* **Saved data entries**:
= Beginning of Section =

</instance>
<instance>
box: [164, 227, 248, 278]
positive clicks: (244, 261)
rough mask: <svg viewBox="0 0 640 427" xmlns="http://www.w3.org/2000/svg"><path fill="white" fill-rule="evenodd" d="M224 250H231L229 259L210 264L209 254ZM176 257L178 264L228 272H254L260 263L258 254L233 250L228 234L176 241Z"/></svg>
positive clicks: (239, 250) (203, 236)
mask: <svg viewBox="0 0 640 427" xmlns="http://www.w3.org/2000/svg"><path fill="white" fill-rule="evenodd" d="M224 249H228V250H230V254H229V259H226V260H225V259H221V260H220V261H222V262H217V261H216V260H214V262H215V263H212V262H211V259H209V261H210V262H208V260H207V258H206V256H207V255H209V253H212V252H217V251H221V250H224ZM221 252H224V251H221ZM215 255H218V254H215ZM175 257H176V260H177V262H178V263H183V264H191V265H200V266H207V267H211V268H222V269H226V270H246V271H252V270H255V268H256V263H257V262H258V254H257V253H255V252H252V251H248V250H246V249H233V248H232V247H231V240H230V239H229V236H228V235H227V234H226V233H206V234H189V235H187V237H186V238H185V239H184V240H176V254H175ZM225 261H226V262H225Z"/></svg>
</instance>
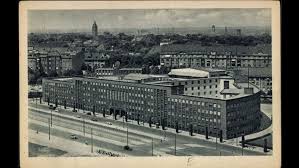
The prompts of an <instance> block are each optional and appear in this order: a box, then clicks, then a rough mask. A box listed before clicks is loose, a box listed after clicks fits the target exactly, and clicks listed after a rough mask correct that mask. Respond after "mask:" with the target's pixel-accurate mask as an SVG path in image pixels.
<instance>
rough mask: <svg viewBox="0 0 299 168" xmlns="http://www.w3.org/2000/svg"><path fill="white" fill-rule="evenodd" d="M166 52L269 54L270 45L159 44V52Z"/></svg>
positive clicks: (242, 53)
mask: <svg viewBox="0 0 299 168" xmlns="http://www.w3.org/2000/svg"><path fill="white" fill-rule="evenodd" d="M168 52H172V53H173V52H176V53H177V52H186V53H193V52H196V53H198V52H199V53H202V54H204V53H211V52H216V54H228V53H231V54H232V55H234V54H238V55H241V54H251V55H252V54H258V55H259V54H269V55H271V53H272V52H271V45H269V44H264V45H257V46H223V45H222V46H202V45H199V44H189V45H188V44H171V45H163V46H161V53H168Z"/></svg>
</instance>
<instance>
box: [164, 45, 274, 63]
mask: <svg viewBox="0 0 299 168" xmlns="http://www.w3.org/2000/svg"><path fill="white" fill-rule="evenodd" d="M271 63H272V52H271V45H257V46H202V45H185V44H184V45H182V44H171V45H163V46H161V53H160V64H161V65H164V66H166V67H170V68H186V67H189V68H198V67H205V68H222V69H226V68H227V69H229V68H238V67H247V66H248V65H249V66H251V67H268V66H271Z"/></svg>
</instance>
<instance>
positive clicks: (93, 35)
mask: <svg viewBox="0 0 299 168" xmlns="http://www.w3.org/2000/svg"><path fill="white" fill-rule="evenodd" d="M92 35H93V36H94V37H97V36H98V26H97V23H96V22H95V21H94V22H93V25H92Z"/></svg>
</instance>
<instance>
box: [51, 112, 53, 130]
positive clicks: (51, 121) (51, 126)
mask: <svg viewBox="0 0 299 168" xmlns="http://www.w3.org/2000/svg"><path fill="white" fill-rule="evenodd" d="M52 111H53V110H52V109H51V127H52V116H53V114H52Z"/></svg>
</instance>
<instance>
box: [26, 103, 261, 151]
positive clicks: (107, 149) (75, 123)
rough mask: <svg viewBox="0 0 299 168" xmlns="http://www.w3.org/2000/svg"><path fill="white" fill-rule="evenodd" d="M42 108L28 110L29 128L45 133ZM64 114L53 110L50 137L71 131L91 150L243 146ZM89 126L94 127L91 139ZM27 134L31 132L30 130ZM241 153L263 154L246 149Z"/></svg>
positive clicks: (90, 132) (216, 150) (149, 148)
mask: <svg viewBox="0 0 299 168" xmlns="http://www.w3.org/2000/svg"><path fill="white" fill-rule="evenodd" d="M34 106H35V105H34V104H31V107H34ZM44 107H45V108H44V109H43V110H36V109H32V108H30V109H29V129H30V130H38V131H39V132H42V133H46V134H45V135H47V134H48V132H49V129H48V127H49V123H48V119H50V118H51V117H50V116H51V115H50V114H51V113H50V110H49V109H47V110H46V106H44ZM39 108H40V107H39ZM44 111H47V112H44ZM61 111H63V110H61ZM63 113H68V112H67V111H65V112H59V113H57V112H54V111H52V127H51V128H50V134H51V136H53V137H60V138H63V139H66V140H70V139H71V138H70V136H71V135H72V134H74V135H76V137H77V138H78V139H74V140H73V141H76V142H80V143H86V142H87V143H88V145H89V146H90V148H91V143H93V148H94V151H96V150H97V149H98V148H101V149H107V150H109V151H113V152H115V153H118V154H120V155H125V156H152V152H153V155H154V156H160V155H161V156H167V155H175V153H176V155H178V156H191V155H192V156H194V155H199V156H219V155H230V156H232V155H242V149H241V148H240V147H235V146H230V145H227V144H220V143H219V142H218V143H217V144H216V142H212V141H206V140H201V139H196V138H194V137H188V136H184V135H179V134H178V135H177V136H176V139H175V137H174V136H175V135H174V134H175V133H172V132H168V131H166V132H164V133H163V131H161V130H157V129H155V128H148V127H145V126H138V125H133V124H131V123H130V124H126V123H125V122H124V123H123V122H121V121H114V120H111V119H107V118H103V117H97V118H98V121H97V122H94V121H91V120H90V118H92V117H91V116H87V115H84V114H83V113H82V114H78V113H73V116H70V115H69V114H68V115H64V114H63ZM77 115H80V118H76V116H77ZM83 118H84V119H83ZM107 121H110V122H111V123H112V125H108V124H107V123H106V122H107ZM127 126H128V145H129V146H130V147H131V148H132V149H133V150H132V151H127V150H124V149H123V147H124V146H125V145H126V144H127ZM91 128H92V130H93V131H92V133H93V138H92V140H91ZM33 132H34V131H33ZM29 133H30V134H31V133H32V132H29ZM30 134H29V137H30ZM152 140H153V143H152ZM50 141H51V140H50ZM175 141H176V142H175ZM175 143H176V145H175ZM62 144H63V143H62ZM175 148H176V152H175ZM216 148H217V149H216ZM152 149H153V150H152ZM89 150H90V149H89ZM243 155H265V154H264V153H262V152H257V151H253V150H249V149H246V148H245V149H244V150H243Z"/></svg>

= End of Section =

* **Written task**:
Please write out all of the data above again, swapping "rough mask" for "coarse mask" everywhere it occurs and leaving everything else unchanged. Omit the pictures from your answer.

* **Answer section**:
</instance>
<instance>
box: [164, 227, 248, 278]
positive clicks: (244, 261)
coarse mask: <svg viewBox="0 0 640 427" xmlns="http://www.w3.org/2000/svg"><path fill="white" fill-rule="evenodd" d="M224 250H231L229 259L210 264L209 254ZM176 257L178 264L228 272H254L260 263L258 254L233 250L228 234L176 241Z"/></svg>
positive clicks: (239, 250) (203, 236)
mask: <svg viewBox="0 0 640 427" xmlns="http://www.w3.org/2000/svg"><path fill="white" fill-rule="evenodd" d="M224 249H228V250H230V254H229V259H226V260H225V259H221V260H220V261H222V262H217V261H216V260H214V262H215V263H212V262H211V259H209V261H210V262H208V260H207V258H206V256H207V255H209V253H212V252H217V251H221V250H224ZM221 252H224V251H221ZM215 255H218V254H215ZM175 257H176V260H177V262H178V263H183V264H191V265H200V266H207V267H211V268H222V269H226V270H246V271H252V270H255V268H256V263H257V262H258V254H257V253H255V252H252V251H248V250H246V249H233V248H232V247H231V240H230V239H229V236H228V235H227V234H226V233H206V234H189V235H187V237H186V238H185V239H184V240H176V254H175ZM225 261H226V262H225Z"/></svg>
</instance>
The prompts of an <instance> block are each optional and appear in this order: a box, then clicks, then a coarse mask. A box listed before clicks is loose, a box listed after clicks fits the target exactly, and clicks listed after a coarse mask correct that mask. Respond after "mask:" with the target's pixel-accurate mask as an SVG path in image pixels.
<instance>
coarse mask: <svg viewBox="0 0 299 168" xmlns="http://www.w3.org/2000/svg"><path fill="white" fill-rule="evenodd" d="M166 52L269 54L270 45L159 44V52Z"/></svg>
positive clicks: (242, 53)
mask: <svg viewBox="0 0 299 168" xmlns="http://www.w3.org/2000/svg"><path fill="white" fill-rule="evenodd" d="M168 52H172V53H173V52H176V53H177V52H186V53H193V52H196V53H198V52H199V53H202V54H204V53H211V52H216V54H228V53H231V54H232V55H234V54H238V55H241V54H251V55H252V54H258V55H259V54H269V55H271V53H272V52H271V45H269V44H264V45H257V46H223V45H222V46H202V45H199V44H189V45H188V44H171V45H163V46H161V53H168Z"/></svg>
</instance>
<instance>
box: [164, 45, 274, 63]
mask: <svg viewBox="0 0 299 168" xmlns="http://www.w3.org/2000/svg"><path fill="white" fill-rule="evenodd" d="M271 63H272V52H271V45H257V46H202V45H185V44H184V45H182V44H171V45H163V46H161V53H160V64H161V65H164V66H166V67H170V68H186V67H189V68H198V67H205V68H222V69H226V68H227V69H229V68H238V67H247V66H248V65H249V66H251V67H268V66H271Z"/></svg>
</instance>
<instance>
positive clicks: (93, 35)
mask: <svg viewBox="0 0 299 168" xmlns="http://www.w3.org/2000/svg"><path fill="white" fill-rule="evenodd" d="M92 35H93V36H94V37H97V36H98V26H97V23H96V22H95V21H94V22H93V25H92Z"/></svg>
</instance>
<instance>
box: [51, 112, 53, 130]
positive clicks: (51, 121) (51, 126)
mask: <svg viewBox="0 0 299 168" xmlns="http://www.w3.org/2000/svg"><path fill="white" fill-rule="evenodd" d="M52 111H53V110H52V109H51V127H52V116H53V114H52Z"/></svg>
</instance>
<instance>
box: [26, 103, 261, 151]
positive clicks: (107, 149) (75, 123)
coarse mask: <svg viewBox="0 0 299 168" xmlns="http://www.w3.org/2000/svg"><path fill="white" fill-rule="evenodd" d="M42 108L28 110L29 128L45 133ZM64 114L53 110L50 137L71 131L91 150L243 146ZM89 126L94 127L91 139ZM27 134L31 132L30 130ZM241 153L263 154L246 149Z"/></svg>
positive clicks: (90, 132) (216, 150) (149, 148)
mask: <svg viewBox="0 0 299 168" xmlns="http://www.w3.org/2000/svg"><path fill="white" fill-rule="evenodd" d="M34 106H35V105H34V104H31V107H34ZM44 107H45V108H44V109H43V110H36V109H32V108H30V109H29V129H30V130H38V131H39V132H42V133H46V134H45V135H47V134H48V132H49V129H48V127H49V123H48V119H50V118H51V117H50V116H51V115H50V114H51V113H50V110H49V109H47V110H46V106H44ZM39 108H40V107H39ZM44 111H47V112H44ZM61 111H63V110H61ZM63 113H68V112H67V111H65V112H59V113H57V112H54V111H52V127H51V128H50V134H51V136H53V137H60V138H63V139H66V140H70V139H71V138H70V136H71V135H72V134H74V135H76V137H77V138H78V139H74V140H73V141H76V142H80V143H86V142H87V143H88V145H89V146H90V148H91V143H93V148H94V151H96V150H97V149H98V148H101V149H107V150H109V151H113V152H115V153H118V154H120V155H125V156H152V152H153V155H154V156H160V155H161V156H167V155H175V153H176V155H178V156H191V155H192V156H194V155H199V156H219V155H230V156H232V155H242V149H241V148H240V147H235V146H230V145H227V144H220V143H219V142H218V143H217V144H216V142H212V141H206V140H201V139H196V138H194V137H188V136H184V135H179V134H178V135H177V136H176V139H175V137H174V136H175V135H174V134H175V133H172V132H168V131H166V132H164V133H163V131H161V130H157V129H155V128H148V127H145V126H138V125H133V124H131V123H130V124H126V123H125V122H124V123H123V122H121V121H114V120H111V119H107V118H103V117H97V118H98V121H97V122H94V121H91V120H90V118H92V117H91V116H87V115H84V114H83V113H82V114H78V113H73V116H70V115H69V114H68V115H64V114H63ZM77 115H80V118H76V116H77ZM83 118H84V119H83ZM107 121H110V122H111V123H112V125H108V124H107V123H106V122H107ZM127 126H128V145H129V146H130V147H131V148H132V149H133V150H132V151H127V150H124V149H123V147H124V146H125V145H126V144H127ZM91 128H92V130H93V131H92V133H93V138H92V140H91ZM33 132H34V131H33ZM29 133H30V134H31V133H32V132H29ZM30 134H29V137H30ZM152 140H153V143H152ZM50 141H51V140H50ZM175 141H176V142H175ZM175 143H176V145H175ZM62 144H63V143H62ZM175 148H176V152H175ZM216 148H217V149H216ZM152 149H153V150H152ZM89 150H90V149H89ZM243 155H265V154H264V153H262V152H257V151H253V150H249V149H246V148H245V149H244V150H243Z"/></svg>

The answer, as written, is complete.